Il fut un temps où l’on reprochait à la politique canadienne d’être terne, prévisible, voire soporifique. Ce temps est révolu. Le Canada moderne, miné par les tensions géopolitiques et les luttes internes, se redessine sous nos yeux comme un puzzle dont les pièces ne veulent plus s’imbriquer. Les provinces ne coopèrent plus : elles s’observent, se concurrencent, se défient — et parfois, elles se poignardent dans le dos.
Mark Carney, le faux phénix rouge
L’arrivée de Mark Carney à la tête du Parti libéral avait été saluée comme celle d’un sauveur économique. Un banquier central, rompu aux arcanes de la finance mondiale, un modéré capable de tenir tête à Donald Trump et de préserver le Canada des tempêtes commerciales à venir. Mais à l’image de Justin Trudeau avant lui, Carney semble avoir hérité d’un pays ingouvernable.
Face à la montée des tarifs douaniers américains, Carney peine à obtenir des concessions de Washington. Les discours fermes et les poses viriles face à Trump ne suffisent plus. En interne, le Canada semble désarmé, paralysé par ses querelles intestines.
Ford tend la main… et le poignard
La vive controverse sur le salaire des médecins au Québec illustre à elle seule le désordre canadien. Le projet de loi de la CAQ visant à réformer le mode de rémunération de ceux-ci a provoqué une véritable levée de boucliers dans le corps médical. Une vingtaine de médecins de la Côte-Nord songent ouvertement à quitter la province. Quelle a été la réaction de l’Ontario ? Une opération séduction en bonne et due forme.
== == ==
> TÂCHES À EFFECTUER:
• 1. Recopiez fidèlement le passage du texte sur la politique canadienne commençant par « Mark Carney, le » et se poursuivant jusqu'à « d’un pays ingouvernable. ».
• 2. Dans le texte sur la politique canadienne, reformulez sous forme de liste le paragraphe qui commence par « La vive controverse sur le salaire des médecins » en conservant ses faits principaux.

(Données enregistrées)
== == ==
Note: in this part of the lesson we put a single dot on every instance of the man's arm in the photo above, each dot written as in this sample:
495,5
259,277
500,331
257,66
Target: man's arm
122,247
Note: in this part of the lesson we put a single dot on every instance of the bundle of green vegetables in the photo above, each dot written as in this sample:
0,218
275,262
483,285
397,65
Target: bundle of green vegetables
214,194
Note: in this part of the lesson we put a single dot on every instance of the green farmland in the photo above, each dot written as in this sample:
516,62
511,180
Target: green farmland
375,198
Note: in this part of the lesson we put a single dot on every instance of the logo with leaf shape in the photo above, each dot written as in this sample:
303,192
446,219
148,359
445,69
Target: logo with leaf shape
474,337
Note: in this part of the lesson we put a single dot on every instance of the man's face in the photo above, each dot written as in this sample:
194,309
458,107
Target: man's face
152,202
== == ==
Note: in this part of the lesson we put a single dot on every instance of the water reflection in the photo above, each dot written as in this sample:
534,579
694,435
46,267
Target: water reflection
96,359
== == ==
> RÉPONSES PAR TÂCHE:
• 1.
Mark Carney, le faux phénix rouge
L’arrivée de Mark Carney à la tête du Parti libéral avait été saluée comme celle d’un sauveur économique. Un banquier central, rompu aux arcanes de la finance mondiale, un modéré capable de tenir tête à Donald Trump et de préserver le Canada des tempêtes commerciales à venir. Mais à l’image de Justin Trudeau avant lui, Carney semble avoir hérité d’un pays ingouvernable.

• 2.
- La controverse sur le salaire des médecins au Québec illustre le désordre canadien.
- Le projet de loi de la CAQ qui vise à réformer leur mode de rémunération a provoqué une levée de boucliers dans le corps médical.
- Une vingtaine de médecins de la Côte-Nord songent ouvertement à quitter la province.
- L'Ontario a réagi par une opération séduction.